TO DO ▸
From the plan withdrawal text below, extract the passage starting at "Participants who retire" and ending at "status change date.", copying it word for word.

TEXT TO READ ▸

Participants who retire or terminate after merger, joint venture or sale of a subsidiary, division, business or other unit of any Company, or as a result of transfer of the Participant to a non-participating subsidiary or joint venture assume the personal responsibility to notify The Dow Chemical Company of their status change. Failure to promptly notify The Dow Chemical Company may result in the loss of earnings beyond the status change date.
 
7.11
Hardship Withdrawals
 
Notwithstanding the provisions of Section 7.01 and any Participation Agreement, a Participants on-going Deferred Amount shall cease and a Participant shall be entitled to early payment of all or part of the balance in his or her Deferral Account(s) in the event of an Unforeseeable Emergency, in accordance with this Section 7.11.  A distribution pursuant to this Section 7.11 may only be made to the extent reasonably needed to satisfy the Unforeseeable Emergency need, and may not be made if such need is or may be relieved (i) through reimbursement or compensation by insurance or otherwise, (ii) by liquidation of the Participant's assets to the extent such liquidation would not itself cause severe financial hardship, or (iii) by cessation of participation in the Plan.  An application for an early payment under this Section 7.11 shall be made to the Administrator in such form and in accordance with such procedures as the Administrator shall determine from time to time.  The determination of whether and in what amount and form a distribution will be permitted pursuant to this Section 7.11 shall be made by the Administrator.
 
7.12
Voluntary Early Withdrawal
 
Notwithstanding the provisions of Section 7.01 and any Participation Agreement, a Participant shall be entitled to elect to withdraw all or a portion of the balance in his or her Deferral Account(s) in accordance with this Section 7.12 by filing with the Administrator such form and in accordance with such procedures as the Administrator shall determine from time to time.  The amount of this withdrawal must be at least twenty five percent (25%) of the balance of the Deferral Account, or $10,000.00, whichever is less.  As soon as practicable after receipt of such form by the Administrator, The Dow Chemical Company (or, a Company other than The Dow Chemical Company, if the Participant is employed at a Company other than The Dow Chemical Company, subject to reimbursement by The Dow Chemical Company) shall pay an amount equal to ninety (90) percent of the amount elected for withdrawal (determined as of the most recent Valuation Date preceding the date such election is filed) to the electing Participant in a lump sum in cash, and the Participant shall forfeit the remaining ten percent (10%) of the amount elected for withdrawal.  For future deferrals only, all Participation Agreements previously filed by a Participant who elects to make a withdrawal under this Section 7.12 shall be null and void after such election is filed (including without limitation Participation Agreements with respect to Plan Years or performance periods that have not yet been completed), and such a Participant shall not thereafter be entitled to file any Participation Agreements under the Plan with respect to the first Plan Year that begins after such election is made.

SOURCE MATERIAL ▸

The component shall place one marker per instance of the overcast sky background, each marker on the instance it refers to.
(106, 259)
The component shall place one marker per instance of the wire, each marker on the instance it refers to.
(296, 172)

RESULT ▸
Participants who retire or terminate after merger, joint venture or sale of a subsidiary, division, business or other unit of any Company, or as a result of transfer of the Participant to a non-participating subsidiary or joint venture assume the personal responsibility to notify The Dow Chemical Company of their status change. Failure to promptly notify The Dow Chemical Company may result in the loss of earnings beyond the status change date.